**WHAT THE TASK REQUIRES:**
The records that follow must be transcribed exactly, each one in full.

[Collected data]
============================================================

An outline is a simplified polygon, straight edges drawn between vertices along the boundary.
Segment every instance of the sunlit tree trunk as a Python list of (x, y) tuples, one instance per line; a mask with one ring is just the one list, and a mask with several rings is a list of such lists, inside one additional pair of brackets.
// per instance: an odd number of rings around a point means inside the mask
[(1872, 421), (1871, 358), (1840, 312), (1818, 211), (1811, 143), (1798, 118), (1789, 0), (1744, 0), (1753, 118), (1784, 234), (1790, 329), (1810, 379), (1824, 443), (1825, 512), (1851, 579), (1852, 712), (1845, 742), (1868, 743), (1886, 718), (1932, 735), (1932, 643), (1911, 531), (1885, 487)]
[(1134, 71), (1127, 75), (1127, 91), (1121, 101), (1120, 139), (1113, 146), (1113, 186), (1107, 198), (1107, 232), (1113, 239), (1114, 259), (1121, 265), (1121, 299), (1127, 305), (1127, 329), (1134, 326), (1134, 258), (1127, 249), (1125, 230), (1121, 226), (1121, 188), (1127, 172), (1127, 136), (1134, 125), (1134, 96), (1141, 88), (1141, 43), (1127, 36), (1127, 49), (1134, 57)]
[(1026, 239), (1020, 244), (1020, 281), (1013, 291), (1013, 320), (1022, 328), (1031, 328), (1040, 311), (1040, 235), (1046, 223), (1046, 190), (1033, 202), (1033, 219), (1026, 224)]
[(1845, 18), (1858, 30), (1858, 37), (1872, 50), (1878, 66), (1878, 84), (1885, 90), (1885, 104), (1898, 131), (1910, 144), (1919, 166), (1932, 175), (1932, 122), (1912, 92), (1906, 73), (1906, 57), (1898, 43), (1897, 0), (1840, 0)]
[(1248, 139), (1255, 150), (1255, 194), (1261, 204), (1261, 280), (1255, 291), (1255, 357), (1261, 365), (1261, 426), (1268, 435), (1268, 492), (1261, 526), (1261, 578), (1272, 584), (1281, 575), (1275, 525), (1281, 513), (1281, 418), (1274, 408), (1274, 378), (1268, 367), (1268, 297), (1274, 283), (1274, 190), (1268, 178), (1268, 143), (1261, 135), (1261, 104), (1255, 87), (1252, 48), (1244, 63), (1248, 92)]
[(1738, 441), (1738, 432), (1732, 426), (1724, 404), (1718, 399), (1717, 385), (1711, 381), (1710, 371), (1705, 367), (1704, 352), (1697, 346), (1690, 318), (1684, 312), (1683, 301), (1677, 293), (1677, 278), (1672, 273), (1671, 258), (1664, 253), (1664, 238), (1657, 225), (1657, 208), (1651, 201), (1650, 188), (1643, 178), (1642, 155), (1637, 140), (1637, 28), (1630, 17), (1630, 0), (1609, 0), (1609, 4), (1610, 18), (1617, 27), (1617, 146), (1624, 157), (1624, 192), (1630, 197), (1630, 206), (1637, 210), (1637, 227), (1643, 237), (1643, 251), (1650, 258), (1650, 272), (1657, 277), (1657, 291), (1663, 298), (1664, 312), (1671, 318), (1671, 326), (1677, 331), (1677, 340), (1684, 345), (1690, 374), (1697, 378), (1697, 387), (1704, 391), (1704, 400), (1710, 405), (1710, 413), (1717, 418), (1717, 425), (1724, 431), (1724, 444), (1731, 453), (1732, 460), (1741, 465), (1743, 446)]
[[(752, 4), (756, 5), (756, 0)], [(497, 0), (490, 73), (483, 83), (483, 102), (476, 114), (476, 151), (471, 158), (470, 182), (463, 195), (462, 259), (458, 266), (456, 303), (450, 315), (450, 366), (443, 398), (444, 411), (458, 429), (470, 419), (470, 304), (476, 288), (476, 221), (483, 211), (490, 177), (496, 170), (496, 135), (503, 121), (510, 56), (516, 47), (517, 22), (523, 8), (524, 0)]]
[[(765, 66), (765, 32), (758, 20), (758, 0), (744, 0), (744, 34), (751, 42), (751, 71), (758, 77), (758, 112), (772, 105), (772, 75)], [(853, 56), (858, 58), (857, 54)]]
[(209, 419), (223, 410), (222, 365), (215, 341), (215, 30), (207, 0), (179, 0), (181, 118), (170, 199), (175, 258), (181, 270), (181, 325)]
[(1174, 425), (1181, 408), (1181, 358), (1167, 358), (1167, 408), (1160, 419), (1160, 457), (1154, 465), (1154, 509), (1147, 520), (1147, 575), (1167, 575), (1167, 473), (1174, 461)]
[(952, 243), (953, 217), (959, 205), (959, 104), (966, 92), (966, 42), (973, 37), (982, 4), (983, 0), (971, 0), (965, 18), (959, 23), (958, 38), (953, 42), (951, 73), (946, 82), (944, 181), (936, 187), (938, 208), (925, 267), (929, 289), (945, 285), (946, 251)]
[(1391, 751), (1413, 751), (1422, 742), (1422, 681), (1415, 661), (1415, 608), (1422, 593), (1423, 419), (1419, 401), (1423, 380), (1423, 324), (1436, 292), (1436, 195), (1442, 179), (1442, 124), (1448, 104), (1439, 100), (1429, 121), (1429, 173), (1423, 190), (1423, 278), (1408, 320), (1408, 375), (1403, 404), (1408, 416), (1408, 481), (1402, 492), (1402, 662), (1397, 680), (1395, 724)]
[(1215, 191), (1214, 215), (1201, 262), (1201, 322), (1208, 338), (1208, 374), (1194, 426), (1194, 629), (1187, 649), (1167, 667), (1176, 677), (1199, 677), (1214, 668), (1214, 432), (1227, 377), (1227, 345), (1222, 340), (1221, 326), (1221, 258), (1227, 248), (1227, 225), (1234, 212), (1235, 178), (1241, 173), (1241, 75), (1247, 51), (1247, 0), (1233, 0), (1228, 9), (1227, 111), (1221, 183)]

============================================================

**ANSWER TO THE EXERCISE:**
An outline is a simplified polygon, straight edges drawn between vertices along the boundary.
Segment every instance of the sunlit tree trunk as a Python list of (x, y) tuples, one instance per line; a mask with one ring is just the one list, and a mask with several rings is a list of such lists, inside one additional pair of brackets.
// per instance: an odd number of rings around a point means inside the mask
[(1872, 421), (1871, 358), (1840, 312), (1818, 211), (1811, 143), (1798, 118), (1789, 0), (1744, 0), (1753, 118), (1784, 234), (1790, 329), (1810, 379), (1824, 443), (1825, 512), (1851, 579), (1852, 712), (1845, 742), (1868, 743), (1886, 718), (1932, 735), (1932, 643), (1911, 531), (1885, 487)]
[(1134, 71), (1127, 75), (1127, 91), (1121, 101), (1120, 139), (1113, 146), (1113, 186), (1107, 198), (1107, 232), (1113, 239), (1114, 259), (1121, 265), (1121, 299), (1127, 305), (1127, 329), (1134, 326), (1134, 258), (1127, 249), (1125, 230), (1121, 226), (1121, 188), (1127, 172), (1127, 136), (1134, 125), (1134, 96), (1141, 88), (1141, 43), (1127, 36), (1127, 49), (1134, 57)]
[(1026, 239), (1020, 244), (1020, 281), (1013, 291), (1013, 320), (1022, 328), (1031, 328), (1040, 311), (1040, 235), (1046, 223), (1046, 190), (1033, 202), (1033, 219), (1026, 224)]
[(1845, 18), (1858, 30), (1858, 37), (1872, 50), (1878, 66), (1878, 84), (1885, 90), (1885, 104), (1898, 131), (1910, 144), (1919, 166), (1932, 175), (1932, 122), (1912, 92), (1906, 73), (1906, 57), (1898, 43), (1897, 0), (1840, 0)]
[(1248, 139), (1255, 150), (1255, 194), (1261, 204), (1261, 280), (1255, 291), (1255, 357), (1261, 365), (1261, 426), (1268, 435), (1268, 492), (1261, 526), (1261, 578), (1272, 584), (1281, 575), (1275, 525), (1281, 513), (1281, 418), (1274, 408), (1274, 378), (1268, 367), (1268, 297), (1274, 283), (1274, 190), (1268, 178), (1268, 143), (1261, 135), (1261, 104), (1255, 87), (1252, 48), (1244, 63), (1248, 92)]
[(1738, 441), (1738, 432), (1732, 426), (1724, 404), (1718, 399), (1717, 385), (1711, 381), (1710, 371), (1705, 367), (1704, 352), (1697, 346), (1690, 318), (1684, 312), (1683, 301), (1677, 293), (1677, 278), (1672, 273), (1671, 258), (1664, 253), (1664, 238), (1657, 225), (1657, 208), (1651, 201), (1650, 188), (1643, 178), (1642, 155), (1637, 140), (1637, 28), (1630, 17), (1630, 0), (1609, 0), (1609, 4), (1610, 18), (1617, 27), (1617, 146), (1624, 157), (1624, 192), (1630, 197), (1630, 206), (1637, 210), (1637, 227), (1643, 237), (1643, 251), (1650, 258), (1650, 272), (1657, 277), (1657, 291), (1663, 298), (1664, 312), (1671, 318), (1671, 326), (1677, 331), (1677, 340), (1684, 345), (1690, 374), (1697, 378), (1697, 387), (1704, 391), (1704, 400), (1710, 405), (1710, 413), (1717, 418), (1717, 425), (1724, 431), (1724, 444), (1731, 453), (1732, 460), (1741, 465), (1743, 446)]
[[(752, 4), (756, 5), (756, 0)], [(497, 0), (490, 73), (483, 83), (483, 102), (476, 114), (476, 151), (471, 158), (470, 182), (463, 195), (462, 259), (458, 266), (456, 303), (450, 315), (450, 366), (443, 398), (444, 411), (458, 429), (470, 419), (470, 304), (476, 288), (476, 221), (483, 211), (490, 177), (496, 170), (496, 135), (503, 121), (510, 56), (516, 47), (517, 22), (523, 8), (524, 0)]]
[[(765, 66), (765, 32), (758, 20), (758, 0), (744, 0), (744, 34), (751, 42), (751, 71), (758, 77), (758, 112), (772, 105), (772, 75)], [(853, 56), (858, 58), (857, 54)]]
[(209, 419), (223, 410), (222, 365), (215, 341), (215, 30), (207, 0), (179, 0), (181, 118), (170, 199), (175, 258), (181, 270), (181, 325)]
[(1174, 425), (1181, 408), (1181, 358), (1167, 358), (1167, 408), (1160, 419), (1160, 457), (1154, 465), (1154, 509), (1147, 520), (1147, 575), (1167, 575), (1167, 473), (1174, 461)]
[(952, 243), (953, 217), (959, 205), (959, 104), (966, 92), (966, 42), (973, 37), (982, 4), (983, 0), (971, 0), (965, 18), (959, 23), (958, 38), (953, 42), (951, 73), (946, 82), (944, 181), (936, 187), (938, 208), (925, 267), (929, 289), (945, 285), (946, 251)]
[(1391, 751), (1413, 751), (1422, 742), (1422, 681), (1415, 661), (1415, 608), (1422, 593), (1423, 419), (1419, 401), (1423, 380), (1423, 324), (1436, 292), (1436, 195), (1442, 179), (1442, 124), (1448, 104), (1439, 100), (1429, 121), (1429, 173), (1423, 190), (1423, 278), (1408, 320), (1408, 375), (1403, 404), (1408, 416), (1408, 481), (1402, 492), (1402, 662), (1397, 680), (1395, 724)]
[(1215, 191), (1214, 215), (1201, 262), (1201, 322), (1208, 338), (1208, 374), (1194, 426), (1194, 629), (1187, 649), (1167, 667), (1176, 677), (1199, 677), (1214, 668), (1214, 432), (1227, 377), (1227, 345), (1222, 340), (1221, 326), (1221, 258), (1227, 248), (1227, 225), (1234, 212), (1235, 178), (1241, 173), (1241, 75), (1247, 51), (1247, 0), (1233, 0), (1228, 9), (1227, 111), (1221, 183)]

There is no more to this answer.